Rows from a pointing dataset:
● ● ● ● ●
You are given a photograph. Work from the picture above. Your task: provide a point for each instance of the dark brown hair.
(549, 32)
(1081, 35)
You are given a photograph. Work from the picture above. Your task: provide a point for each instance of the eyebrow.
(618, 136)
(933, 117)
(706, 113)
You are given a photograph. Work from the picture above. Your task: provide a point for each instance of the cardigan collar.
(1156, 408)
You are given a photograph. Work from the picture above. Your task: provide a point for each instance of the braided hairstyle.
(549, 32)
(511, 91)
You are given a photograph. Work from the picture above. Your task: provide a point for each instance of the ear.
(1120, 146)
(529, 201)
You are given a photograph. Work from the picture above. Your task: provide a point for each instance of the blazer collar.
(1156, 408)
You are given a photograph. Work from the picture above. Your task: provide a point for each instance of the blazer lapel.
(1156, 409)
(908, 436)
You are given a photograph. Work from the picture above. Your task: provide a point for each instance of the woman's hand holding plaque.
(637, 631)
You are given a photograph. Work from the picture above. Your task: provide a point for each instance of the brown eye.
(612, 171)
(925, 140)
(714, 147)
● ● ● ● ●
_DO THIS_.
Output the records above in their entirety, exactly.

_CORRECT OUTPUT_.
You are given a photograph. Work from the picture above. Your task: provide a point for each instance of the dark brown hair.
(549, 32)
(1081, 35)
You are given a photograph. Work from the picture above. Your task: provide a point for each instance of the eyebrow.
(618, 136)
(933, 117)
(706, 113)
You are given a photograph. Work from the picture above. Your task: provide a point for each instance of the cardigan collar.
(1156, 408)
You are given a photograph. Work from the picture above. Your task: provide a point for each instance of the braided hairstyle.
(549, 32)
(511, 91)
You are given a photograph. Work from the picture above. Your task: provide a point for each instance of the ear.
(1120, 146)
(529, 201)
You are given a photograph. Work from the picture above. Your task: provide a point for each instance of the blazer collar.
(1156, 408)
You are given a photograph. Work from the picture above. Your task: provide a point for each instance of the blazer lapel.
(1156, 409)
(908, 436)
You are given a photograph. Work from the picture above. Your task: provide a point for each instance of the woman's hand holding plaque.
(637, 631)
You are given a photograph. Work from the picture above. Your task: provide a point for each instance of the brown eye.
(612, 171)
(925, 140)
(714, 147)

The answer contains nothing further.